## begin Passage to read
Leo Haid, Abbot-Bishop

In July 1886, the first three novices professed vows. That same year, an alumnus of the affiliated college took the habit. Haid founded a seminary at Belmont in those same months. On February 4, 1888, Pope Leo XIII appointed him Vicar Apostolic of North Carolina. Cardinal James Gibbons consecrated him bishop at the Baltimore Cathedral on July 1, 1888. Haid became the first American abbot-bishop, holding both monastic and diocesan authority over a state where Catholics were a tiny minority. In May 1891, he dedicated the Grotto of Our Lady of Lourdes on the abbey grounds as a pilgrimage shrine. Katharine Drexel, the Philadelphia heiress and future saint whose family fortune funded Native American and African American Catholic missions across the country, visited Belmont in 1904 as a benefactor.

The Cruciform Church

Construction on the Abbey Church of Mary Help of Christians began in 1892 and finished two years later. The dedication came on April 11, 1894. The plan is cruciform, a Latin cross laid into the Piedmont, with a steep gable roof and a front facade carrying two towers of unequal size. The church is a clear example of Gothic Revival in brick, expansive for its rural surroundings, and serving from its dedication as North Carolina's only Catholic cathedral until the Diocese of Raleigh was erected in 1924. On July 27, 1998, the Vatican elevated the church to the rank of minor basilica, recognizing its historical importance to the Catholic experience in the American South.
## end Passage to read
## begin Dataset rows
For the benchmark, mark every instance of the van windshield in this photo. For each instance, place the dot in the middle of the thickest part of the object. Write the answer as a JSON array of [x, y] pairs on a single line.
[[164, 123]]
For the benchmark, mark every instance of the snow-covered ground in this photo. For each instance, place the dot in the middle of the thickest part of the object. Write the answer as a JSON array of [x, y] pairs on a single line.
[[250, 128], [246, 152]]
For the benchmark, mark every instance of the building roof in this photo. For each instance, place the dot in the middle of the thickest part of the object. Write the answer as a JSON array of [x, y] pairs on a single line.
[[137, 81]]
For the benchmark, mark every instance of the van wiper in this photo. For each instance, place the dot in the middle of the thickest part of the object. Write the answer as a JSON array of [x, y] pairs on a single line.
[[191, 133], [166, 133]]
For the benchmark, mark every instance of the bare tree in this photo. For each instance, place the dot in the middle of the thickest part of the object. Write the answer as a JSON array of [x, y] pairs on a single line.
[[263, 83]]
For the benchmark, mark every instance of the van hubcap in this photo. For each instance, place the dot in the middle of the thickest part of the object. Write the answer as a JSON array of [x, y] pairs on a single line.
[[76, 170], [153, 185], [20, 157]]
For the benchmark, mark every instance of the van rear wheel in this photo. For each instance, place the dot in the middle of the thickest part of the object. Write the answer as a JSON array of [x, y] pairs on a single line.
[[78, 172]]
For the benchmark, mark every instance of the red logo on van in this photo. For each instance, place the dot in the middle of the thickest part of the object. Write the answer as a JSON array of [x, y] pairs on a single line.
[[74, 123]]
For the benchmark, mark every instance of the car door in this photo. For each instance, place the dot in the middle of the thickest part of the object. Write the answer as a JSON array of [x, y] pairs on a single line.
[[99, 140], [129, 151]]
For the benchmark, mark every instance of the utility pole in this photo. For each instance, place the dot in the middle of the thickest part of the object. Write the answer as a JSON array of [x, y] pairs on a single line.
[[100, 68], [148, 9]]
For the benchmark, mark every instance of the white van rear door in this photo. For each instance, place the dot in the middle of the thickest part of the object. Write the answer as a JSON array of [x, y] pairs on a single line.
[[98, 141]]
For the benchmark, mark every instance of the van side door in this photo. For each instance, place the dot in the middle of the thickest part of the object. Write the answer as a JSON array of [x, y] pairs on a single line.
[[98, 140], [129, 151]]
## end Dataset rows
__Directions__.
**a.** Answer these questions from the Leo Haid passage, one per line:
(i) Who consecrated Haid bishop, and where?
(ii) What did Haid dedicate in May 1891?
(iii) On what date did the Vatican elevate the church to a minor basilica?
**b.** List every date in the Leo Haid passage that gives a day, a month and a year.
**c.** Rewrite the Leo Haid passage, starting at "In July 1886, the" and ending at "as a benefactor.", with "abbey grounds" changed to "monastery grounds".

__Full answers__.
**a.**
(i) Cardinal James Gibbons, at the Baltimore Cathedral.
(ii) The Grotto of Our Lady of Lourdes on the abbey grounds.
(iii) July 27, 1998.

**b.**
February 4, 1888
July 1, 1888
April 11, 1894
July 27, 1998

**c.**
In July 1886, the first three novices professed vows. That same year, an alumnus of the affiliated college took the habit. Haid founded a seminary at Belmont in those same months. On February 4, 1888, Pope Leo XIII appointed him Vicar Apostolic of North Carolina. Cardinal James Gibbons consecrated him bishop at the Baltimore Cathedral on July 1, 1888. Haid became the first American abbot-bishop, holding both monastic and diocesan authority over a state where Catholics were a tiny minority. In May 1891, he dedicated the Grotto of Our Lady of Lourdes on the monastery grounds as a pilgrimage shrine. Katharine Drexel, the Philadelphia heiress and future saint whose family fortune funded Native American and African American Catholic missions across the country, visited Belmont in 1904 as a benefactor.